*** Opening of GIVEN DATA ***

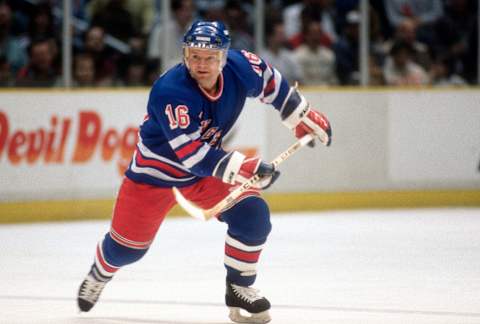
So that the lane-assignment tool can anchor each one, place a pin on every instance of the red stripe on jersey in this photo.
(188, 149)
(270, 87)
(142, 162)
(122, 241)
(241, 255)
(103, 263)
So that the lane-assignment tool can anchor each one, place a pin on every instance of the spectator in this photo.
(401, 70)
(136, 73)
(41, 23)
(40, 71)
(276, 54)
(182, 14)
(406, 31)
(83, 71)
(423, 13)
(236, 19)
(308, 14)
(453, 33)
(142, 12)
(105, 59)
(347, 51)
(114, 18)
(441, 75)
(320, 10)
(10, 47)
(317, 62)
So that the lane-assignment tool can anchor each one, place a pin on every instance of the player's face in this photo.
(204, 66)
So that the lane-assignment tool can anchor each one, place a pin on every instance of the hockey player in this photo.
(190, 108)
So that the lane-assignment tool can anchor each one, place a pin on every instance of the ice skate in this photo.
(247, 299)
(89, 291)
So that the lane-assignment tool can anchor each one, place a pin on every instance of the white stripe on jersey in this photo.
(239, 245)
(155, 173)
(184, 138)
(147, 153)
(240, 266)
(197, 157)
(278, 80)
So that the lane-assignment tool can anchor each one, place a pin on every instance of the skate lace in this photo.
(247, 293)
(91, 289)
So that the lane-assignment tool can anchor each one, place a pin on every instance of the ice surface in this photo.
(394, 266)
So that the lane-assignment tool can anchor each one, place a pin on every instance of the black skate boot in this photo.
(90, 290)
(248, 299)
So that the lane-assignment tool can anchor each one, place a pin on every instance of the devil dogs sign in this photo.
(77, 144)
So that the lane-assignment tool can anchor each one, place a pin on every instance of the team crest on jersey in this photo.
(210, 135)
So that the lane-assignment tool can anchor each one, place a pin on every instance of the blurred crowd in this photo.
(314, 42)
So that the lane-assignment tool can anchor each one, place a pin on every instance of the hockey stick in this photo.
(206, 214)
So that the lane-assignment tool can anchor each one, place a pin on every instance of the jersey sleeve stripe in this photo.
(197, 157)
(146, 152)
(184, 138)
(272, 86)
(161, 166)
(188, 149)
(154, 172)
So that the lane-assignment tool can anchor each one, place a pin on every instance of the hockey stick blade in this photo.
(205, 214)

*** Close of GIVEN DATA ***
*** Opening of GIVEN DATA ***

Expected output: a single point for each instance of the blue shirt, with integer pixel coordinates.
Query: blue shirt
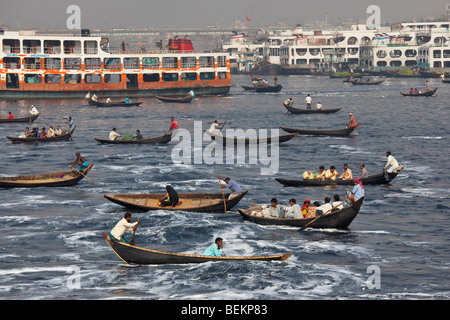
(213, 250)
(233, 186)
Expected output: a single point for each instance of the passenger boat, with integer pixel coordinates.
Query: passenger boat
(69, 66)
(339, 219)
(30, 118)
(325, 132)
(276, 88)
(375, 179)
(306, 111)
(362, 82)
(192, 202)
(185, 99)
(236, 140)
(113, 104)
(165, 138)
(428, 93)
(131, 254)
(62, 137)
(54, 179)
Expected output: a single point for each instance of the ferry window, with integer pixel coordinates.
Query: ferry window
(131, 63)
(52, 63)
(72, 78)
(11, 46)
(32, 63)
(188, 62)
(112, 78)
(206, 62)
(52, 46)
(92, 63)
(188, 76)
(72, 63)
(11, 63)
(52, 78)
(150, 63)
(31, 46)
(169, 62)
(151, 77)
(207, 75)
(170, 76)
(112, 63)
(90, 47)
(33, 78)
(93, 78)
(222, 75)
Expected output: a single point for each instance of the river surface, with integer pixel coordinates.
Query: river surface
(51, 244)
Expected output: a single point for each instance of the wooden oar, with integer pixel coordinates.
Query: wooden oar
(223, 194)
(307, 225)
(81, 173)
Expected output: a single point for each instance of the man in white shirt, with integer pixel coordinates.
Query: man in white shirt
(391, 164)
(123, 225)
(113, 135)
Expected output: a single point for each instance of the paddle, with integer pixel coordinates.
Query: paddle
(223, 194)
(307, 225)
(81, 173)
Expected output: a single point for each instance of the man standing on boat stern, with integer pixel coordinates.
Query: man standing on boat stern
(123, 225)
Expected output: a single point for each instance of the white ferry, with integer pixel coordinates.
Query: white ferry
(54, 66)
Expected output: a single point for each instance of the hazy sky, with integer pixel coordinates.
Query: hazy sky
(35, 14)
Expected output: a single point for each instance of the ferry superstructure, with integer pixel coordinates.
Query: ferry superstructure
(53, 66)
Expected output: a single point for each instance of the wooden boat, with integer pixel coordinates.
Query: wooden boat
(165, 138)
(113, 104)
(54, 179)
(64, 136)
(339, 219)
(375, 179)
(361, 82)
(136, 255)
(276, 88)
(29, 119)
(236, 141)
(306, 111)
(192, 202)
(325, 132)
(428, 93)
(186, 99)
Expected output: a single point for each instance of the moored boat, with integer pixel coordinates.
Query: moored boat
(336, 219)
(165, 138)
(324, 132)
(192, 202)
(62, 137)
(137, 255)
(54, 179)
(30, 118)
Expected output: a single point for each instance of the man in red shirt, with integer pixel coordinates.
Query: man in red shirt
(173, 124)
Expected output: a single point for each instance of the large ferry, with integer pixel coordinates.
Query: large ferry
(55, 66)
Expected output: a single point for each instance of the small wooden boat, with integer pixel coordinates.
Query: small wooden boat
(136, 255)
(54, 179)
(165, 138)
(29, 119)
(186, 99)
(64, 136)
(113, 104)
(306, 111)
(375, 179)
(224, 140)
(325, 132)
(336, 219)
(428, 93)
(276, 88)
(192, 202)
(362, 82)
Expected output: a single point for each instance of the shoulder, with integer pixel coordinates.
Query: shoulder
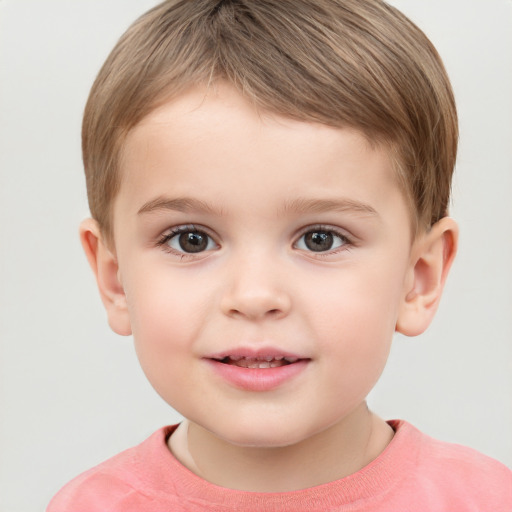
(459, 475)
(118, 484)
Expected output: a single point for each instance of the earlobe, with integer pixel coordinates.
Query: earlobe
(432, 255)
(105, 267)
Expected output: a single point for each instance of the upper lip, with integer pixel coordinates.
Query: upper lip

*** Close of GIVEN DATA ***
*** Opening of GIVEN DATA ***

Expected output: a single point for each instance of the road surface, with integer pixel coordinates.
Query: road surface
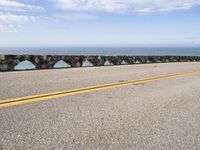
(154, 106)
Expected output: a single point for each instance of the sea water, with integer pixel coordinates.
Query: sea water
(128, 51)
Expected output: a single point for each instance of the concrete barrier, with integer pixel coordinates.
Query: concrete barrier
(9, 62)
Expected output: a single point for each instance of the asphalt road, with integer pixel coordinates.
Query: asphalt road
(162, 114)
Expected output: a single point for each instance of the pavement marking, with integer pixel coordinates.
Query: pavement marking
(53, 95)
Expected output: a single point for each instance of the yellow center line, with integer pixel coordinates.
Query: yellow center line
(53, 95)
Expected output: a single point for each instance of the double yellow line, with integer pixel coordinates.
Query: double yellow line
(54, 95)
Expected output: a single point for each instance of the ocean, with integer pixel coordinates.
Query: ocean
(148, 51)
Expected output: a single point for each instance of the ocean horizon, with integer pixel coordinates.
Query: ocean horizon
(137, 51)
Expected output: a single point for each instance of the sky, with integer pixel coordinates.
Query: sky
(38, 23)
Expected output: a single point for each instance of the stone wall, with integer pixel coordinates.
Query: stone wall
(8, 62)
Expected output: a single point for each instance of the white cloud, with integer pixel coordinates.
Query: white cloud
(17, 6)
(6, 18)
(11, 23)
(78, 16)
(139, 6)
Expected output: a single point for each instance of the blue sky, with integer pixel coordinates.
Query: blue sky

*** Close of GIVEN DATA ***

**EXERCISE:** Referring to the material above, set down exactly the lines between the line with "Expected output: a single point for each instance of the stone" and the line with "Query: blue sky", inclusive, and no other lines.

**ANSWER TO THIS EXERCISE:**
Expected output: a single point for each instance of the stone wall, with integer pixel coordinates.
Query: stone wall
(8, 62)
Expected output: a single point for each instance of the white cloud, with integer pixel coordinates.
Query: white cloud
(17, 6)
(6, 18)
(11, 23)
(78, 16)
(139, 6)
Expected output: a single point for each instance of the blue sky, with integer pixel coordinates.
Query: blue sky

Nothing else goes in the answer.